## What the exercise asks
Pick up the passage on guinea pig models and hypertonic bicarbonate inhalation where it stops, and continue it from its final sentence.

There are different animal models of CRDs such as CF mice, ferrets and pigs [30], as well as cigarette smoke-exposed mice, rats and guinea pigs of COPD [28, 29, 31]. However, CF ferret and pig models are not only expensive but also difficult to breed, whereas CF mice do not develop CF lung disease [32]. Therefore, we chose the cigarette smoke-exposed guinea pig model considering that these animals are easy to breed and their lung anatomy and physiology share common features with humans [31]. Our data could have important implications in CF as well, since recent studies suggest substantial overlap between COPD and CF due to CFTR dysfunction [1, 2, 11, 12, 17, 33]. Hypertonic NaCl has long been used in the treatment of CF and is known to improve lung function and to have marked benefits regarding exacerbations [25, 34,35,36]. The primary goal of this study was to investigate the safety of hypertonic sodium bicarbonate inhalation in vivo. Cigarette smoke-exposure COPD models suffer a disadvantage because only mild airway disease develops in the first few months [29]. Indeed, our study has limitations, since 8 week-long protocol has not promoted significant airway inflammation. In fact, we cannot exclude the possibility that the lack of any signs of airway inflammation might have been masked by the beneficial effects of the hypertonic NaCl or NaHCO3, which prevented CS-induced alterations. However, extended and more intense exposure is required to induce substantial inflammation and consequent airway remodelling in this experimental paradigm [29]. Another caveat regarding inhalation therapy is that bicarbonate may deposit in upper airways potentially reducing either its efficacy or possible side effects. Nonetheless, mathematical models would be needed to describe the deposition of inhaled particles based on their size and the anatomical distribution of the bronchial tree [37].

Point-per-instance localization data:
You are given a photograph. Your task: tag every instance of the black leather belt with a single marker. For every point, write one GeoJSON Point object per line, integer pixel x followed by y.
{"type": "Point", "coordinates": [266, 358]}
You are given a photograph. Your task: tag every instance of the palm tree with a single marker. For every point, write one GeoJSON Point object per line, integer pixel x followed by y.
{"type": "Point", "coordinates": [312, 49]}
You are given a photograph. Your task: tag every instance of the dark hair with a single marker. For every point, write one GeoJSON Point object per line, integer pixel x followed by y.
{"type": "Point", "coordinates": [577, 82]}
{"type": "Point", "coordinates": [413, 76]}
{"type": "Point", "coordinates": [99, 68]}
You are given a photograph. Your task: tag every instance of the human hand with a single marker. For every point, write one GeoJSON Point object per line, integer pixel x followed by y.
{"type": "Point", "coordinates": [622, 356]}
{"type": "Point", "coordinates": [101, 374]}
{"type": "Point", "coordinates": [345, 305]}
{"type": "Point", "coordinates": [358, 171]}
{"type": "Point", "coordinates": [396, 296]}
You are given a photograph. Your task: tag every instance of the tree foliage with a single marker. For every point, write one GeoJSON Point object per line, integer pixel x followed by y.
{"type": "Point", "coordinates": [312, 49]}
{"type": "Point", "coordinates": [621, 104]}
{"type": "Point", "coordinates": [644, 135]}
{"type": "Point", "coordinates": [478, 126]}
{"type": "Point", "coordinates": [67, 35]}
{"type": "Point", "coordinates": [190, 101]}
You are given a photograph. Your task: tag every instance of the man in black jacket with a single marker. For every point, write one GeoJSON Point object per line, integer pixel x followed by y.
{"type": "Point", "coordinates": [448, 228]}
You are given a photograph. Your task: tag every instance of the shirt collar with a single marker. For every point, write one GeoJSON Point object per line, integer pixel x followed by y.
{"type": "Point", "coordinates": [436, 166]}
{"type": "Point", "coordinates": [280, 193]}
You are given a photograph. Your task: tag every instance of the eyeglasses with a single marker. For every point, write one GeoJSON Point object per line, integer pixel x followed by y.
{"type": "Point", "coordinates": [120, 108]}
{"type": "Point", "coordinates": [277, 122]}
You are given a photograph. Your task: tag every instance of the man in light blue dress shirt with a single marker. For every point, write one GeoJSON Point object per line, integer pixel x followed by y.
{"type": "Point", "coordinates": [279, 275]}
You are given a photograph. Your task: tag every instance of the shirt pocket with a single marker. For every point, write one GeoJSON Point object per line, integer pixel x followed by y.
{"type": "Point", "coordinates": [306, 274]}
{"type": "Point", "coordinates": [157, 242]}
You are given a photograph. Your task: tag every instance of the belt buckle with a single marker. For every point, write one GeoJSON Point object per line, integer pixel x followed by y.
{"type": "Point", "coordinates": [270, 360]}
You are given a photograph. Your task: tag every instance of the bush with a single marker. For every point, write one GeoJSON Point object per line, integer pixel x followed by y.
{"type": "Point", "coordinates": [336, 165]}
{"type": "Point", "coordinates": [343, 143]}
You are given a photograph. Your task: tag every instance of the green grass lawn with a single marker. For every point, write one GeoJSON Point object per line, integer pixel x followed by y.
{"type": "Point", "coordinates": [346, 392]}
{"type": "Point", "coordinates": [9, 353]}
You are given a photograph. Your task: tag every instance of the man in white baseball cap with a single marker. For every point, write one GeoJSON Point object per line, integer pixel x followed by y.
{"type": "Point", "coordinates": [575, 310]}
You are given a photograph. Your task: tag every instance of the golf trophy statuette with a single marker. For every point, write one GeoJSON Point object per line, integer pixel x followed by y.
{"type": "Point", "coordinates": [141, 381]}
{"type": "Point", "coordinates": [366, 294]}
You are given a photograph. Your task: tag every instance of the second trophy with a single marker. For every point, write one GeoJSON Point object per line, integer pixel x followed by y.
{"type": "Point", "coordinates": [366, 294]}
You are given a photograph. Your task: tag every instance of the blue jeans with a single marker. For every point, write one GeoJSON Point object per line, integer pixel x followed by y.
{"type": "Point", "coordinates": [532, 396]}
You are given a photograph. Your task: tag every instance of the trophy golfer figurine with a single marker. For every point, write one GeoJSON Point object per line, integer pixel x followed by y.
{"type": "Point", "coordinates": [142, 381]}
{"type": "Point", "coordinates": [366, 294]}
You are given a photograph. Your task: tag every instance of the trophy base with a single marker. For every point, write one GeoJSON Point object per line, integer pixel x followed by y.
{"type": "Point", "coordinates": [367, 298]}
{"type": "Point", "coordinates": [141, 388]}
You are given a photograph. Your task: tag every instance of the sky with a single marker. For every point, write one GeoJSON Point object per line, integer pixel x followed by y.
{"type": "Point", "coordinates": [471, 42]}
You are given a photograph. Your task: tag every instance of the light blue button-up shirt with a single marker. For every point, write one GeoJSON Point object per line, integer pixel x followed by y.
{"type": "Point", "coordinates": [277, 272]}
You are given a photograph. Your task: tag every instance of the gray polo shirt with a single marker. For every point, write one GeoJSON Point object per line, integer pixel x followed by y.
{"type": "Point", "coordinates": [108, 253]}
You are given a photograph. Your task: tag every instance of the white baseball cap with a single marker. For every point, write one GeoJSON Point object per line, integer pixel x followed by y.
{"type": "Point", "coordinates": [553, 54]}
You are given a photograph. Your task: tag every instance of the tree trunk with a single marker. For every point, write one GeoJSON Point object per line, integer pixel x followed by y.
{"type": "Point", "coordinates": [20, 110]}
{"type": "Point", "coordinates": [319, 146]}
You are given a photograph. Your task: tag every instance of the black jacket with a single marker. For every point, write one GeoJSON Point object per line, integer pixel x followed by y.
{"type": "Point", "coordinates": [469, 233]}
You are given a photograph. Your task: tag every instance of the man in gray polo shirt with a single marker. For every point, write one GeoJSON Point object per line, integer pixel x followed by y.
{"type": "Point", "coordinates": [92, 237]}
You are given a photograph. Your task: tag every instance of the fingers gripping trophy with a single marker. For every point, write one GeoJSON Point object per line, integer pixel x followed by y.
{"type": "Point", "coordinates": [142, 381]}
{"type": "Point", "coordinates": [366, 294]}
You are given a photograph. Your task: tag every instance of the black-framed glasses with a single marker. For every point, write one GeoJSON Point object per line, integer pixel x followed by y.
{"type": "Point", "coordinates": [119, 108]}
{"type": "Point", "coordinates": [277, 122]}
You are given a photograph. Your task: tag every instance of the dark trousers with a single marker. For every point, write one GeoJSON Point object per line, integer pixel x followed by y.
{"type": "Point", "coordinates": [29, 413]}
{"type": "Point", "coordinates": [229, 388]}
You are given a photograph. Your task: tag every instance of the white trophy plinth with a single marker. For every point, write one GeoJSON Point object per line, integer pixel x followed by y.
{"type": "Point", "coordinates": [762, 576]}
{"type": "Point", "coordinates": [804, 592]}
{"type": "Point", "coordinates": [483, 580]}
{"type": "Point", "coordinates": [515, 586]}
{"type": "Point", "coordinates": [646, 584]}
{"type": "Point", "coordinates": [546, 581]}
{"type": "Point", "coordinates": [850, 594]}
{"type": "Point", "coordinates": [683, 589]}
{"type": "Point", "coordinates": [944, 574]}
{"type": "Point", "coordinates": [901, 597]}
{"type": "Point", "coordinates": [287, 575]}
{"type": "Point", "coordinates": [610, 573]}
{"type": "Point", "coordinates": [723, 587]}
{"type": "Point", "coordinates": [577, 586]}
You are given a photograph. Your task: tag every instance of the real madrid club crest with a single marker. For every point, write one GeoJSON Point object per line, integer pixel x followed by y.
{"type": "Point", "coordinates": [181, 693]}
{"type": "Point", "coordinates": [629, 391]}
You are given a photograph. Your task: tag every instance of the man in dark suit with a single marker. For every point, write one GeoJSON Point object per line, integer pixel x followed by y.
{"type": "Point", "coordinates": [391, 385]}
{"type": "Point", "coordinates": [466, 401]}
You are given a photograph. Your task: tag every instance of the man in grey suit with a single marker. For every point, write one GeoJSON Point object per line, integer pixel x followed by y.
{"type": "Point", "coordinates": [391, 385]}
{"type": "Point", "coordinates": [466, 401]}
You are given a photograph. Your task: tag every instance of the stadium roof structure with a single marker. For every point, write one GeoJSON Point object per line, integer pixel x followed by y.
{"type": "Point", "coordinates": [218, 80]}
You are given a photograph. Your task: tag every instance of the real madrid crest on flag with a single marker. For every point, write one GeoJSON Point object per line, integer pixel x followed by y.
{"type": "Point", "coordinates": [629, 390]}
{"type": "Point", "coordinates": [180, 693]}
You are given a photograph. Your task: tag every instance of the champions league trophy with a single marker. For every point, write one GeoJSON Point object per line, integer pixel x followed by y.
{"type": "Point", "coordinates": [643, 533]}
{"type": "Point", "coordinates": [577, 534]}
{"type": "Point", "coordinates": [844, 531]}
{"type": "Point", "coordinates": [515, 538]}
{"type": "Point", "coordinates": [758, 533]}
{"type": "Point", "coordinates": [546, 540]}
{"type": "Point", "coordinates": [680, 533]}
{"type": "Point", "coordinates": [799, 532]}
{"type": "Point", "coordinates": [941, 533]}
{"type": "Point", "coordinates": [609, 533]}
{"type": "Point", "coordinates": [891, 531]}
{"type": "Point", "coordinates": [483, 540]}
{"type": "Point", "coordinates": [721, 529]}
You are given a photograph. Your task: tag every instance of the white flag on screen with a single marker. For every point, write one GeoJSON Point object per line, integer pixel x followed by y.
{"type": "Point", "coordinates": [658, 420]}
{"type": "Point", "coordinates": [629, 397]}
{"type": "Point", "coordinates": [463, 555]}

## Exercise output
Since hypertonic sodium chloride (3–7%) instillation is a well-established medication for CF patients [25], we have tested the most concentrated sodium bicarbonate solution (8.4%) available for injection [38]. Nebulized sodium bicarbonate solution (4.2%) has been shown to have beneficial short-term effects in patients with reactive airway dysfunction syndrome [39]. Bronchoalveolar lavage with NaHCO3 is safe and inhibits bacterial and fungal growth in patient with lower respiratory tract infection[40]. Recently, we have demonstrated that hypertonic (300 mmol/L) NaHCO3 reduces the gel strength of CF sputum samples [41]. Furthermore, nebulized NaHCO3 (both 4.2% and 8.4%) was found safe and well tolerated in the management of CF patients [42].

Our data show that neither blood nor urine pH increased in HCO3-treated animals indicating that long-term inhalation of 8.4% NaHCOhas not induced systemic alkalosis. Furthermore, weight-gain was not different in any groups suggesting that both hypertonic NaCl and NaHCO3 have been well-tolerated. However, it should be emphasized that administration of aerosols containing high concentrations of NaHCO3 might induce unpredictable changes in tonicity, pH and volume of ASL in vivo.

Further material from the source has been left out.